* _WHAT IS BEING ASKED_:
Repeat the whole listing below, word for word.

* _EXERCISE INPUTS_:
____
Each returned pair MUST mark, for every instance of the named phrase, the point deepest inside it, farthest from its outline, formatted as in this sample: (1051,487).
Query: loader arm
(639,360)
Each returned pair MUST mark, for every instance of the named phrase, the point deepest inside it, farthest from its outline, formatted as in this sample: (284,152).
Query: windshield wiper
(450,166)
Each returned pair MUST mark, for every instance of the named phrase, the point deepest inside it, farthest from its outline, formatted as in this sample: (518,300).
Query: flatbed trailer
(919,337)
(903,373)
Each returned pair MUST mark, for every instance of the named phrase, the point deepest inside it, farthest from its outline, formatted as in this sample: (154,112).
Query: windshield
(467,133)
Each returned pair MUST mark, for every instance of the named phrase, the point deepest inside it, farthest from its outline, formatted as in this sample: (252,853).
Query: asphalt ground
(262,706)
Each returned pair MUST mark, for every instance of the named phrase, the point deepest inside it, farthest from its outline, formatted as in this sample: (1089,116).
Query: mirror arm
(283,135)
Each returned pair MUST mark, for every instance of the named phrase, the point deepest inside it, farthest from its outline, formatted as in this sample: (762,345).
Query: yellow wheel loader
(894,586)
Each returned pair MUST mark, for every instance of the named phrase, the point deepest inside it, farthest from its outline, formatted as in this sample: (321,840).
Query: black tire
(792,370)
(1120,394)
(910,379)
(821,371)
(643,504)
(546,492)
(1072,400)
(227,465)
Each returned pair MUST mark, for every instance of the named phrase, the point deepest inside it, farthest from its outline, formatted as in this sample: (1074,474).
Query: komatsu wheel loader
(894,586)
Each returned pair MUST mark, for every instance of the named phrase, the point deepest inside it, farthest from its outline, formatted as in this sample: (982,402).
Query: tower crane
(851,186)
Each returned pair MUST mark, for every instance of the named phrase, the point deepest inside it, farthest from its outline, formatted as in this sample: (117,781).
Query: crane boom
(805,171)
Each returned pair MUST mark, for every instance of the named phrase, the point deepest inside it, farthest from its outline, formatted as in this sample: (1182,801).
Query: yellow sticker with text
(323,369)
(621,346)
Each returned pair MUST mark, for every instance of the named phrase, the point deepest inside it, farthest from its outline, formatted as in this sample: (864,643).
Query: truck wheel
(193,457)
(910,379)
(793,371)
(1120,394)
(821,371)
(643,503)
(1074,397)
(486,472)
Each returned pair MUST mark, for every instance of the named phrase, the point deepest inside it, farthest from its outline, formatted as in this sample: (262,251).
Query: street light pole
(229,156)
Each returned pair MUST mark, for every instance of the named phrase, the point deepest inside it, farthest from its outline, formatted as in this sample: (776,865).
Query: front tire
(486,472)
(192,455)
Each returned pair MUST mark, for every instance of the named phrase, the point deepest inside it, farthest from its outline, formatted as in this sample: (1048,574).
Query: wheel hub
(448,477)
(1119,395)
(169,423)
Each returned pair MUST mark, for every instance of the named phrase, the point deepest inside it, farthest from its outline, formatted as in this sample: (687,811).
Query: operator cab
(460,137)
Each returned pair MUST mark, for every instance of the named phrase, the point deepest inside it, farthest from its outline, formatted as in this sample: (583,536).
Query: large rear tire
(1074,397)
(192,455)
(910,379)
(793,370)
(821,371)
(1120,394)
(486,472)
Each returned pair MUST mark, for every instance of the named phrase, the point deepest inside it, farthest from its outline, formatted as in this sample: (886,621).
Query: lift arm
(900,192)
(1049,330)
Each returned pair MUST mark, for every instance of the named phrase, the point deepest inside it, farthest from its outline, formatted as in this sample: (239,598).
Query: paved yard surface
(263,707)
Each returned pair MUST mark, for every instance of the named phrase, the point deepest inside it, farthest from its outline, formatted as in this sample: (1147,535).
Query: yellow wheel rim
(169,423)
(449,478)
____
* _CORRECT ANSWER_:
Each returned pair MUST mark, for every instance of the named phrase, the point deepest inside it, farthest from its outline, formatted as in this sample: (1051,487).
Query: loader arm
(639,360)
Each returned pair MUST mark, for every instance of the named phrase, the point deepest inside it, farthest from its outline, formatted as in this sample: (284,152).
Query: windshield wiper
(450,166)
Each returned pair MUST mark, for every instance of the named phrase, the point deepest inside it, farthest from its outline, formatted as in this sample: (518,300).
Query: flatbed trailer
(919,337)
(903,373)
Each returned pair MUST mark, for every instance of the named phrase, the point deepest inside it, farthest from its outline, formatted as in this sample: (154,112).
Query: windshield
(467,133)
Each returned pair MUST mark, for every instance of the named phrase, the point deepest inside it, farthest from its outline, formatted as in this sample: (252,853).
Query: asphalt ground
(262,706)
Each returned pair MUST mark, for every instance of the named phrase, the point deepest inside it, farthest from its outline, formatted as in this sample: (1089,116).
Query: mirror arm
(283,135)
Each returned pair MUST mark, for every instance of the named phrase, the point deepest inside it, farthest from its outline, formatted as in this sample: (762,345).
Query: yellow wheel loader
(894,586)
Each returned pair MUST mark, for every instance of the named phrase, the point deepest inside it, farthest from its outline, formatted as in this sample: (321,840).
Query: black tire
(792,370)
(1120,394)
(910,379)
(821,371)
(643,504)
(546,492)
(1072,400)
(227,465)
Each returned pair MUST mark, for every instance of the named phrase, the point deepest inside it, farthest from its outline, formatted as in this sample: (1074,474).
Query: komatsu wheel loader
(894,586)
Each returned pair MUST mark, for every instance of the named phrase, the point deepest inside it, farthest from its outline, formatted as in this sample: (982,402).
Query: tower crane
(851,186)
Each returned pair MUST mark, for every instance of the named phrase, the point deepest inside it, farthest from its outline, formatted as in this sample: (117,781).
Query: crane boom
(805,171)
Each returned pair MUST mark, for every instance of the named phrase, the point deepest inside it, farthest from its outline, formatted as in this sample: (1182,801).
Query: yellow sticker with text
(323,369)
(621,346)
Each returned pair MUST mark, for every instance of the named phrase, the point deepest inside it, farthest from its outline, formatted as in this sample: (864,643).
Query: truck wheel
(193,457)
(910,379)
(793,371)
(1120,394)
(821,371)
(643,503)
(1074,397)
(486,472)
Each returned pair MUST mark, for every instance of the named phrase, the point deepest inside it, farthest from its outline, formatted as in this sample: (262,251).
Query: street light pole
(229,156)
Each returned pair MUST mark, for every instance of the named phrase, the point deepest inside it, farthest from its outline, formatted as in this sample: (776,865).
Query: front tire
(486,472)
(192,455)
Each returned pair MUST mark, for every instance of the named phrase, the point deepest inside it, farthest from its outline, formatted as in this sample: (1048,574).
Query: wheel hub
(448,477)
(1119,395)
(169,423)
Each returned pair MUST mark, for every instance of the named phrase, the point deepest inside it, farthest from its outline, formatted as in this sample: (687,811).
Query: operator cab
(460,137)
Each returned pair MUST mark, for every instance of the named phrase, the point deepest inside it, farthest from its outline, formatted as in this sample: (583,536).
Query: large rear tire
(1074,397)
(192,455)
(910,379)
(793,370)
(821,371)
(1120,394)
(486,472)
Each returned pair MUST mark, for every instance of the named phrase, the point deepest inside it, farthest from its outline, formatted as in this sample: (886,621).
Query: lift arm
(900,192)
(1049,330)
Each returned pair MUST mark, for every instance of the named phrase, the point deepest inside it, farthest from its outline, formatted as in this sample: (239,598).
Query: paved yard surface
(263,707)
Each returned pair MUST mark, for every instance of the named phrase, the point deepest inside it, farthest from its outline, formatted as in this sample: (1147,535).
Query: yellow wheel rim
(169,423)
(449,478)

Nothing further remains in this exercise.